=== Supplied material ===
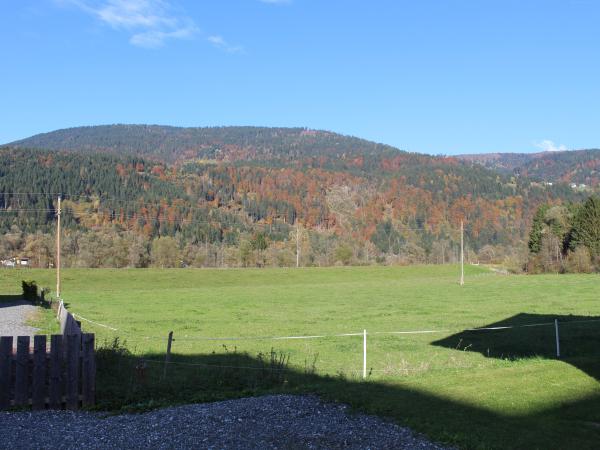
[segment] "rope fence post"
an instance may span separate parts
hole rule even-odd
[[[560,358],[560,339],[558,336],[558,319],[554,319],[554,331],[556,332],[556,357]]]
[[[163,380],[167,378],[167,366],[171,360],[171,344],[173,342],[173,332],[169,331],[169,342],[167,343],[167,354],[165,355],[165,368],[163,370]]]
[[[367,330],[363,330],[363,380],[367,378]]]

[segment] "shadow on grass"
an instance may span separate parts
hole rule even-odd
[[[275,353],[251,356],[225,349],[210,355],[173,354],[171,362],[165,376],[164,354],[142,359],[119,343],[101,347],[97,409],[135,412],[268,393],[313,393],[464,448],[583,449],[597,448],[600,442],[600,395],[532,414],[503,415],[401,381],[322,376],[312,367],[291,369]],[[588,364],[590,371],[600,366],[595,360]]]
[[[556,359],[554,320],[558,319],[560,359],[600,380],[600,317],[521,313],[482,328],[515,327],[498,330],[465,330],[432,345],[477,352],[489,358]],[[541,324],[541,325],[540,325]]]

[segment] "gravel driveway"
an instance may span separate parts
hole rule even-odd
[[[23,300],[0,303],[0,336],[33,336],[38,329],[25,323],[36,310],[36,306]]]
[[[271,395],[102,416],[0,413],[6,449],[441,449],[407,428],[315,396]]]

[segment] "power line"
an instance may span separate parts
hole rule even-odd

=== Your assignment ===
Wherever the string "segment" turns up in the material, copy the whole line.

=== Completed exercise ===
[segment] "rope fence post"
[segment] "shadow on grass"
[segment] "gravel driveway"
[segment] "power line"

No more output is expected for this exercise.